Aim — Rewrite the stretch of the listing below from its start through the line containing "left=0, top=0, right=1344, bottom=631", changing "clear blue sky" to "cloudless sky" and leaving everything else as it stands. Give only that stretch.
++++ Dataset entries
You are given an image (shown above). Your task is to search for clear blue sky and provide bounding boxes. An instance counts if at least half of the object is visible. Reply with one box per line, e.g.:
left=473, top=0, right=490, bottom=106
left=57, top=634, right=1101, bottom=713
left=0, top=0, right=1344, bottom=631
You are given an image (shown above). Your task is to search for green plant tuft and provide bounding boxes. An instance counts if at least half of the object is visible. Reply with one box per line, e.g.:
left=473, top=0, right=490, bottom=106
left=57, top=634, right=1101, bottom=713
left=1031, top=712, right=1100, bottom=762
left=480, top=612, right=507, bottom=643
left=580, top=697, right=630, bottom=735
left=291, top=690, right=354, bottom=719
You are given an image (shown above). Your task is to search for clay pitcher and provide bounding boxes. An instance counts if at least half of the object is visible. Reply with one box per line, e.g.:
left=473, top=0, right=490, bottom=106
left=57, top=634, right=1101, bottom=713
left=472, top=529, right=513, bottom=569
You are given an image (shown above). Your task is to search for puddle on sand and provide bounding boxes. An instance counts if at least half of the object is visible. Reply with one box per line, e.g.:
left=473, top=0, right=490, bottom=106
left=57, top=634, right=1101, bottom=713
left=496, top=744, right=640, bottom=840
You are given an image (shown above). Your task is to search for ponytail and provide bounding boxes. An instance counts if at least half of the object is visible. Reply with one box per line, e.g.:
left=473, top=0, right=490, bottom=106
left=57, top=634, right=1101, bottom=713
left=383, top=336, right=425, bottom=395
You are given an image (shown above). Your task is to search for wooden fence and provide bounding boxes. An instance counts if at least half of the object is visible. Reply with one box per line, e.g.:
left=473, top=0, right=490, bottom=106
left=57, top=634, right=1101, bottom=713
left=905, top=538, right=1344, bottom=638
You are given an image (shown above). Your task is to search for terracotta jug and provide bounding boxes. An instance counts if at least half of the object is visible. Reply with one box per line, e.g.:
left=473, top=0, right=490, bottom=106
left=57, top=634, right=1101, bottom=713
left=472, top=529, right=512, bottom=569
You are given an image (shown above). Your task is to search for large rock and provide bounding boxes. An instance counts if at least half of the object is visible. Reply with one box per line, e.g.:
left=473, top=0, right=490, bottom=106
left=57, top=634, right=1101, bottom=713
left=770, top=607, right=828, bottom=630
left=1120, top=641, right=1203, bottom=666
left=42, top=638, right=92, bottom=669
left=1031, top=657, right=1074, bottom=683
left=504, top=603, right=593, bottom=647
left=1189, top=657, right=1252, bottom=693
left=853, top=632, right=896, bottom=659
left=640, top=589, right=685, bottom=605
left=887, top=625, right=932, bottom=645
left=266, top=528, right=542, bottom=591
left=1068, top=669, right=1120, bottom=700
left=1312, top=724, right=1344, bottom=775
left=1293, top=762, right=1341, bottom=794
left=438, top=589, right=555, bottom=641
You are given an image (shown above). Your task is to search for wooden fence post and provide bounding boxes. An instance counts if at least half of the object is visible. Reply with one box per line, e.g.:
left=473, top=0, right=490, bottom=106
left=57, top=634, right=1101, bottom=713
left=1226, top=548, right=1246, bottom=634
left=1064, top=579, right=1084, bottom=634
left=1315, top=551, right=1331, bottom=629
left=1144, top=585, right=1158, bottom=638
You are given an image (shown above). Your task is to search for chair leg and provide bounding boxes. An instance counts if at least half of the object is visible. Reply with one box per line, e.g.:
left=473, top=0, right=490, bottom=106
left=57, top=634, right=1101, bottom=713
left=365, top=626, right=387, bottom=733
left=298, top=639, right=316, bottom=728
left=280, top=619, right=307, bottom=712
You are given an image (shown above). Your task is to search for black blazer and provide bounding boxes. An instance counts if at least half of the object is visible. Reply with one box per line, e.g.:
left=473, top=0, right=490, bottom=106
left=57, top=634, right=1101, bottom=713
++++++++
Reply to the exercise —
You are given an image (shown above). Your task is to search for cloudless sky and provide bounding boxes. An instance counts if at least half of the object is visible. Reply with one box per line, e.g.:
left=473, top=0, right=490, bottom=106
left=57, top=634, right=1101, bottom=713
left=0, top=0, right=1344, bottom=631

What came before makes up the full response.